The members of the GTGLab comes from a variety of background and works on various topics ranging to infectious diseases (e.g. antimicrobial resistance) to regional integration. There are four overarching topics that guide our research.
The global society is confronted with several interconnected challenges that can manifest themselves in environmental, economic, health, humanitarian, or political crisis. Due to globalization and growing interdependence between the elements of the global system, disruption coming from one country can spread beyond national boundaries and affect large part of the population across the globe. The 2008 financial crisis is a glaring example of a rapid international contagion in socio-economic systems coming from fragilities in the housing market in the USA. Limited disruption can be circumscribed to a specific sector while more powerful one can impact many sectors. While studying risks that can trigger unexpected large-scale changes of a system or imply uncontrollable large-scale threats to it, scientific research has often focused on natural disasters, but crises affecting human societies are related to economic and social problems, or the co-occurrence of social and ecological phenomena. There is abundant scholarship on fragilities in different systems and at different scales, but the factors that underpin the resilience of the global system is not well understood. One of the salient issues associated with disruption of complex systems is it encompasses the possibility of destruction and transformation to a new states. Understanding the determinants, drivers, and nature of disruptions and transformations in the global system is critical to improve human capacity to tackle global challenges.

_Entries shown_
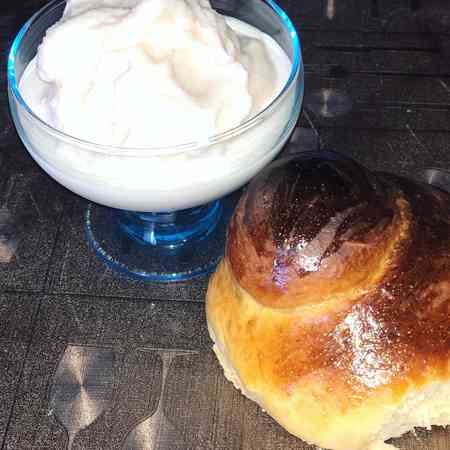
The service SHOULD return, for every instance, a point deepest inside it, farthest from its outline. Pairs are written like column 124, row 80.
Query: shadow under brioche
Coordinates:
column 331, row 308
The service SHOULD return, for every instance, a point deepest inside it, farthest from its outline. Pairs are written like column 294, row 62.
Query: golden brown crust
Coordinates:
column 369, row 322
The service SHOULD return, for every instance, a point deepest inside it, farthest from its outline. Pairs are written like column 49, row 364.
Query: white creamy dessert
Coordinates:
column 149, row 75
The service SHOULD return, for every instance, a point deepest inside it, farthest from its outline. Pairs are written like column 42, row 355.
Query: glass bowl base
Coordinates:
column 163, row 247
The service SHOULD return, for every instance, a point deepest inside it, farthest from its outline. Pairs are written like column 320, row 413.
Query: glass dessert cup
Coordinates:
column 156, row 213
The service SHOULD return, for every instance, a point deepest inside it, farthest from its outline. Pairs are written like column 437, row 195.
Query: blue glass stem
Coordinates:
column 170, row 229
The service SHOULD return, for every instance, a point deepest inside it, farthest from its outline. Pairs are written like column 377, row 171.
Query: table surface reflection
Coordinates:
column 91, row 360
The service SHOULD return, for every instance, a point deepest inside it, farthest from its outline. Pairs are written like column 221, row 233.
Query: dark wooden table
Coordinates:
column 112, row 363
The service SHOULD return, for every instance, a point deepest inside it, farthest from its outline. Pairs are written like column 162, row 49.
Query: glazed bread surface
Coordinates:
column 331, row 308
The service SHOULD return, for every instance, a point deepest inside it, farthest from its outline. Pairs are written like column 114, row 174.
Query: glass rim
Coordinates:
column 167, row 149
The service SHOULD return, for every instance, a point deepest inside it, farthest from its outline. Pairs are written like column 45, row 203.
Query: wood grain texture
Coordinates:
column 377, row 89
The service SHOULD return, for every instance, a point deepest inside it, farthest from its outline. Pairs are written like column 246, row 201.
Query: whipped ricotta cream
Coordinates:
column 149, row 73
column 144, row 76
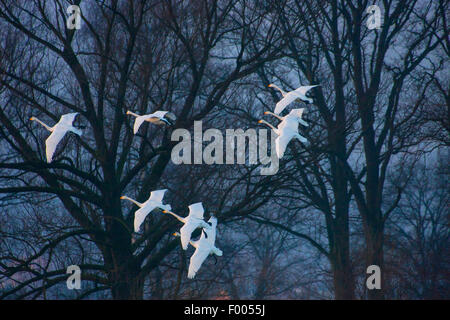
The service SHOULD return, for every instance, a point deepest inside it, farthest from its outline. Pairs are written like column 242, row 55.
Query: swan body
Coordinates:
column 203, row 248
column 291, row 96
column 153, row 202
column 286, row 130
column 158, row 117
column 193, row 221
column 58, row 131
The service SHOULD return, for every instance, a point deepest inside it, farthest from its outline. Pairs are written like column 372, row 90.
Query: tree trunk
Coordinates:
column 344, row 286
column 127, row 287
column 375, row 257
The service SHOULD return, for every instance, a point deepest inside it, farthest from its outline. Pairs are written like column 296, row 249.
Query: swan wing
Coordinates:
column 186, row 232
column 196, row 210
column 68, row 118
column 138, row 122
column 157, row 195
column 52, row 142
column 304, row 89
column 282, row 141
column 283, row 103
column 200, row 255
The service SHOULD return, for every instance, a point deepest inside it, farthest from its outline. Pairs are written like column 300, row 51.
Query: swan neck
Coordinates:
column 134, row 201
column 176, row 216
column 133, row 114
column 42, row 123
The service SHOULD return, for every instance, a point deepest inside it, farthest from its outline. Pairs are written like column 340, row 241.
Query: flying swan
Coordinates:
column 289, row 97
column 203, row 247
column 153, row 202
column 286, row 130
column 57, row 132
column 193, row 221
column 158, row 117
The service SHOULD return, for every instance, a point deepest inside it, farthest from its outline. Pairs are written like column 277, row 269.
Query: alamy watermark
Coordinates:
column 74, row 20
column 235, row 140
column 374, row 19
column 374, row 280
column 74, row 280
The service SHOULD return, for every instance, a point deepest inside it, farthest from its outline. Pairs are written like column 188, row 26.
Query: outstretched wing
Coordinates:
column 157, row 195
column 157, row 117
column 283, row 103
column 304, row 89
column 282, row 141
column 52, row 142
column 196, row 210
column 200, row 254
column 186, row 232
column 140, row 215
column 68, row 118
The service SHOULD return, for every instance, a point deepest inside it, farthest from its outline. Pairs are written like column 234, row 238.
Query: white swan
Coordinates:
column 57, row 132
column 158, row 117
column 289, row 97
column 286, row 130
column 153, row 202
column 193, row 221
column 203, row 248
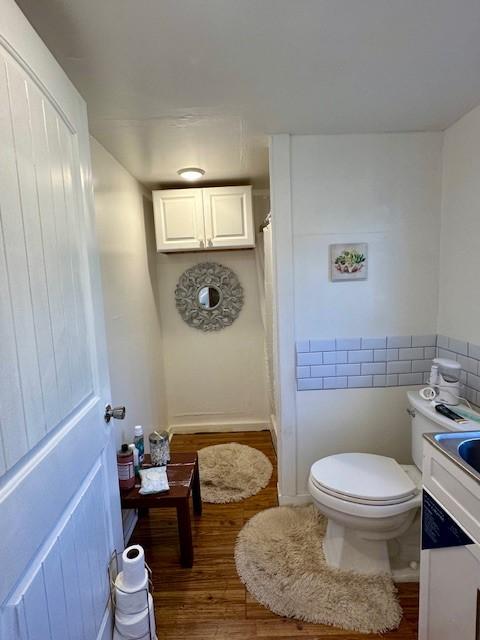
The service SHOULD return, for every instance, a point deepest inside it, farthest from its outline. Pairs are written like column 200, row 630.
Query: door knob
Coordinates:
column 118, row 413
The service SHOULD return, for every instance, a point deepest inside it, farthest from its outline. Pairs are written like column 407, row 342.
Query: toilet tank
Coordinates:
column 426, row 420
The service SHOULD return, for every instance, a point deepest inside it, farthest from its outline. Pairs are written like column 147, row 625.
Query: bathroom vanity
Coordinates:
column 450, row 557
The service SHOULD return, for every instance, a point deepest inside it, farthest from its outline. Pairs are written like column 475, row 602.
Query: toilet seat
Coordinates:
column 363, row 478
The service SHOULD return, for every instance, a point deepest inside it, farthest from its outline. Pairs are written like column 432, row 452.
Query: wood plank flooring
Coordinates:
column 209, row 601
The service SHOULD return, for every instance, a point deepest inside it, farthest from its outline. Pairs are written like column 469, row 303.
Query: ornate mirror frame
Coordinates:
column 203, row 275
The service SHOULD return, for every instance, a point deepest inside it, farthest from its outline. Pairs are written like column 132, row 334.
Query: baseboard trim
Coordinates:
column 298, row 500
column 220, row 427
column 273, row 431
column 106, row 626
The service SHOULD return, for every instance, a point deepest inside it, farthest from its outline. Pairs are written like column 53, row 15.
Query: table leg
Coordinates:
column 185, row 533
column 196, row 495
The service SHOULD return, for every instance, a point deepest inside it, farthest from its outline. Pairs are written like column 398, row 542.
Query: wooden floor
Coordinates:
column 209, row 601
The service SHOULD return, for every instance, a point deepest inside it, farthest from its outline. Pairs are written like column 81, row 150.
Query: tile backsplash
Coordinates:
column 387, row 361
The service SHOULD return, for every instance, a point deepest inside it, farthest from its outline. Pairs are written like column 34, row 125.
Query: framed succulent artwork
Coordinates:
column 349, row 261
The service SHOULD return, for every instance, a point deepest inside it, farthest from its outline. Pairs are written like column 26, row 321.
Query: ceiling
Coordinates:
column 175, row 83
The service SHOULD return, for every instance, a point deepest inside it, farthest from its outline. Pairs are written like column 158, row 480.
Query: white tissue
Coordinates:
column 154, row 480
column 133, row 564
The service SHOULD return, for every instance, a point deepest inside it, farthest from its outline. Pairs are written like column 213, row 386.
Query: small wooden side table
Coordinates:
column 184, row 480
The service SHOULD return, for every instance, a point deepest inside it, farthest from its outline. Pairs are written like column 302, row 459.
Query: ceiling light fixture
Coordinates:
column 191, row 174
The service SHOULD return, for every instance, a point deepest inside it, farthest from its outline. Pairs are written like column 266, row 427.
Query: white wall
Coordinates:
column 459, row 308
column 214, row 379
column 124, row 218
column 383, row 189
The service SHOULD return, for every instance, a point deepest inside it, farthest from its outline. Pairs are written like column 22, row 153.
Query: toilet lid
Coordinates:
column 364, row 477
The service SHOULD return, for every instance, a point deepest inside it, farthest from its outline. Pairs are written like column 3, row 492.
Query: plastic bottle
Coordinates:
column 139, row 443
column 126, row 472
column 136, row 464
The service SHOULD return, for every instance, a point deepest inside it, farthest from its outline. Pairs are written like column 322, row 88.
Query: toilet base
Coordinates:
column 345, row 549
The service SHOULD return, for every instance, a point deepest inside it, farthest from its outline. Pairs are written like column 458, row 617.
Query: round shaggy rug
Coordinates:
column 232, row 472
column 279, row 558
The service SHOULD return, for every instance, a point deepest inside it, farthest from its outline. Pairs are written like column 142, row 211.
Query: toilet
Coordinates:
column 371, row 501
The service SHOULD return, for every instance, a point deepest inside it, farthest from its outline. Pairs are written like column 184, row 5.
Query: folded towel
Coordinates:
column 154, row 480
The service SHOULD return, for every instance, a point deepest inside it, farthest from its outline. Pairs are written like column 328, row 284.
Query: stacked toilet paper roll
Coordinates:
column 134, row 613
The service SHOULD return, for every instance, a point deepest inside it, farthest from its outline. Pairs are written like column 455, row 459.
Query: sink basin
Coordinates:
column 462, row 447
column 469, row 450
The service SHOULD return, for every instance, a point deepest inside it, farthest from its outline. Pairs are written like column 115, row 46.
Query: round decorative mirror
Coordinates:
column 209, row 296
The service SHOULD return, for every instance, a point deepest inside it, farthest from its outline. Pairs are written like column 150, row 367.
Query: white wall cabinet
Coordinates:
column 200, row 219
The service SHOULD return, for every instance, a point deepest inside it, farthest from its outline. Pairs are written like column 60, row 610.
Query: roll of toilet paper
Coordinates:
column 128, row 600
column 136, row 625
column 133, row 559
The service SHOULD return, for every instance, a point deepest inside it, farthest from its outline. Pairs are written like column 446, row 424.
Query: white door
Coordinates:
column 228, row 217
column 179, row 219
column 59, row 503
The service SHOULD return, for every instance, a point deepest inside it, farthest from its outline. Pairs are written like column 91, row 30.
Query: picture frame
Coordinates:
column 349, row 261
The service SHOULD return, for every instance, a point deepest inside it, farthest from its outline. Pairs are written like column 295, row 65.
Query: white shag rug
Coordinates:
column 279, row 557
column 231, row 472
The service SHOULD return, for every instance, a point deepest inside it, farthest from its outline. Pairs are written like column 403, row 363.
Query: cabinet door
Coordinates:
column 179, row 222
column 228, row 217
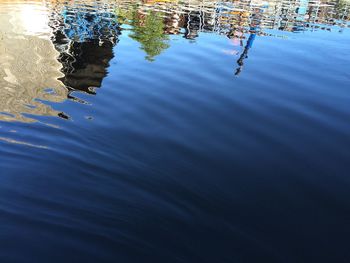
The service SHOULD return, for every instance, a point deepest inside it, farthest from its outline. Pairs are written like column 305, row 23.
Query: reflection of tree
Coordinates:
column 148, row 30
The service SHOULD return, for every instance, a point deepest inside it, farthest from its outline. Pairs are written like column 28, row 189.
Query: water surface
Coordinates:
column 165, row 131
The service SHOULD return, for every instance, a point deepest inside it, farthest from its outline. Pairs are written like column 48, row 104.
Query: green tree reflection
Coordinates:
column 148, row 30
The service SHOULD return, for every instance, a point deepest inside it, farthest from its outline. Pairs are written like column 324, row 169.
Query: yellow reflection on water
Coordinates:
column 28, row 63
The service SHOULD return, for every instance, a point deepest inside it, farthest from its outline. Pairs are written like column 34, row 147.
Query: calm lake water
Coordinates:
column 166, row 131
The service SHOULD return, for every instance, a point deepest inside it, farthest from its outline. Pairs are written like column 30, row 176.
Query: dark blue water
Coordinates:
column 174, row 132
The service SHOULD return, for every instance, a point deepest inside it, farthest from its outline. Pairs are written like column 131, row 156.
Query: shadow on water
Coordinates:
column 85, row 33
column 205, row 131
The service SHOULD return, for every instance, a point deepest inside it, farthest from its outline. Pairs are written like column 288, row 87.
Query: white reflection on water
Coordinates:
column 28, row 64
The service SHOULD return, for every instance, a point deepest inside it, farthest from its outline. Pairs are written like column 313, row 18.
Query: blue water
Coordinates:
column 182, row 155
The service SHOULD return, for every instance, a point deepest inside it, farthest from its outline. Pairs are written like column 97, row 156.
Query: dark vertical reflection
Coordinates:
column 85, row 38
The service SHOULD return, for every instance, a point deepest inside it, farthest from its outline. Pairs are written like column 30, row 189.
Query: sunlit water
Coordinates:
column 165, row 131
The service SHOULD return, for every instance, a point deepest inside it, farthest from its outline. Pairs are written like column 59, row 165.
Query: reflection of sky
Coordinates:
column 34, row 19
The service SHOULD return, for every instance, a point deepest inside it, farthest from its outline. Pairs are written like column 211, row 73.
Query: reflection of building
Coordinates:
column 85, row 39
column 29, row 69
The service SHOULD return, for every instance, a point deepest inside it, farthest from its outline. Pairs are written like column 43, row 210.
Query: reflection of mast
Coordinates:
column 85, row 40
column 255, row 21
column 244, row 55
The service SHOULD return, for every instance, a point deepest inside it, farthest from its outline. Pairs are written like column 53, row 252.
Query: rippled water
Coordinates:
column 166, row 131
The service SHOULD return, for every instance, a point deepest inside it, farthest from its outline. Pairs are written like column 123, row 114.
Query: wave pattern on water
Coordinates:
column 205, row 131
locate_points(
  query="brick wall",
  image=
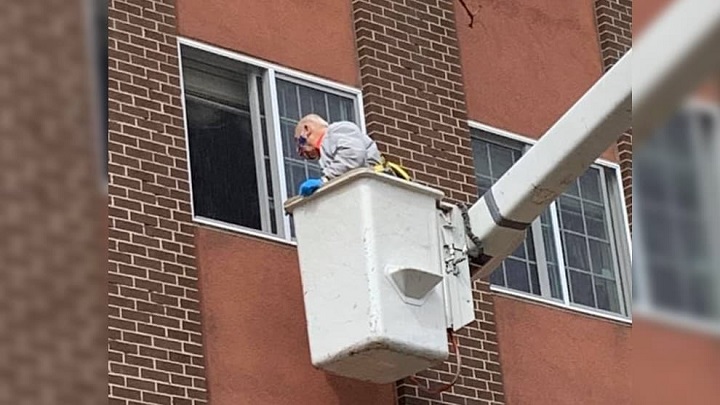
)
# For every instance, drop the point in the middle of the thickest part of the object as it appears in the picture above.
(415, 108)
(614, 21)
(155, 343)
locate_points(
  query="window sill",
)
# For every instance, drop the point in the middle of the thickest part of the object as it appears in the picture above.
(242, 230)
(681, 321)
(558, 304)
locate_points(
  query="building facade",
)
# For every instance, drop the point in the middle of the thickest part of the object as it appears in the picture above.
(205, 301)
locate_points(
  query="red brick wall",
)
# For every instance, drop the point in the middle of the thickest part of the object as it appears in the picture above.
(52, 294)
(155, 343)
(415, 108)
(614, 20)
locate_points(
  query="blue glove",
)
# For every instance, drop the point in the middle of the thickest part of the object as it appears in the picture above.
(309, 186)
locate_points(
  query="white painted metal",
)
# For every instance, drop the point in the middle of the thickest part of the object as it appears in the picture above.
(672, 58)
(459, 303)
(546, 170)
(352, 235)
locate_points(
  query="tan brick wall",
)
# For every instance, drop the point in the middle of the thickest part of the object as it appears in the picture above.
(415, 108)
(614, 21)
(155, 344)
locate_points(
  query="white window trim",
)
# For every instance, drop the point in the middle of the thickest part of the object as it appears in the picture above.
(272, 72)
(624, 273)
(643, 306)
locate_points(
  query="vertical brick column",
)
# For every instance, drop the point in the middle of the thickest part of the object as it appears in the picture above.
(52, 298)
(415, 108)
(155, 343)
(614, 22)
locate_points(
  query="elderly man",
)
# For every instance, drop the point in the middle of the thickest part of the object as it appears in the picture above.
(340, 147)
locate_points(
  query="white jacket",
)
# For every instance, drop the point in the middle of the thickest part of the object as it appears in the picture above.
(344, 148)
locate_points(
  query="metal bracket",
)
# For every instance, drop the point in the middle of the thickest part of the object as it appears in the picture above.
(456, 264)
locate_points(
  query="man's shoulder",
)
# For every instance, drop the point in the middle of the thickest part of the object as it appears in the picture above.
(343, 127)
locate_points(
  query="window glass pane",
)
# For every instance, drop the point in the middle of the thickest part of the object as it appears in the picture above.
(576, 254)
(571, 214)
(224, 182)
(534, 280)
(481, 159)
(501, 159)
(300, 100)
(601, 257)
(498, 276)
(590, 186)
(483, 183)
(492, 159)
(607, 296)
(595, 220)
(676, 223)
(582, 289)
(517, 275)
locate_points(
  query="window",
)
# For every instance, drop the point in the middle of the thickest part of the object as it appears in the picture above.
(675, 187)
(572, 252)
(241, 116)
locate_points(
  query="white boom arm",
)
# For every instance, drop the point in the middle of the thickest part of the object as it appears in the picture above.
(673, 59)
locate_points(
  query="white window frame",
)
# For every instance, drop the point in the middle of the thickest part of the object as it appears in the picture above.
(270, 74)
(620, 240)
(643, 305)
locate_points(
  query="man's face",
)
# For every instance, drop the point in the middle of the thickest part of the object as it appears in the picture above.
(305, 139)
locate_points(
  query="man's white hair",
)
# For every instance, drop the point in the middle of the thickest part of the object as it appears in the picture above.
(310, 119)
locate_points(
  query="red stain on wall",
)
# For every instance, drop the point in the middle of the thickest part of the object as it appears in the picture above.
(554, 356)
(311, 36)
(525, 63)
(254, 329)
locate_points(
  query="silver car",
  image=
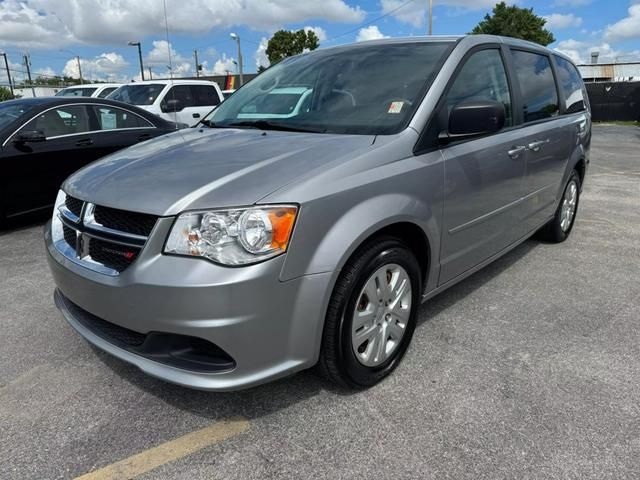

_Task set_
1 > Please list all the kinds of crisis that the GTGLab text names as ways global challenges can manifest themselves.
2 > For each statement below, say whether it agrees with the GTGLab text. Answer yes or no and quote the deciding words.
(a) The 2008 financial crisis came from fragilities in the housing market in the USA.
(b) The factors that underpin the resilience of the global system are well understood.
(c) Four overarching topics guide the group's research.
3 > In the GTGLab text, rewrite the part starting with "The members of" and going on through "guide our research.", swapping "regional integration" for "economic cooperation".

_Task solutions_
1 > environmental, economic, health, humanitarian, political

2 >
(a) Yes: "coming from fragilities in the housing market in the USA"
(b) No: "the factors that underpin the resilience of the global system is not well understood"
(c) Yes: "There are four overarching topics that guide our research."

3 >
The members of the GTGLab comes from a variety of background and works on various topics ranging to infectious diseases (e.g. antimicrobial resistance) to economic cooperation. There are four overarching topics that guide our research.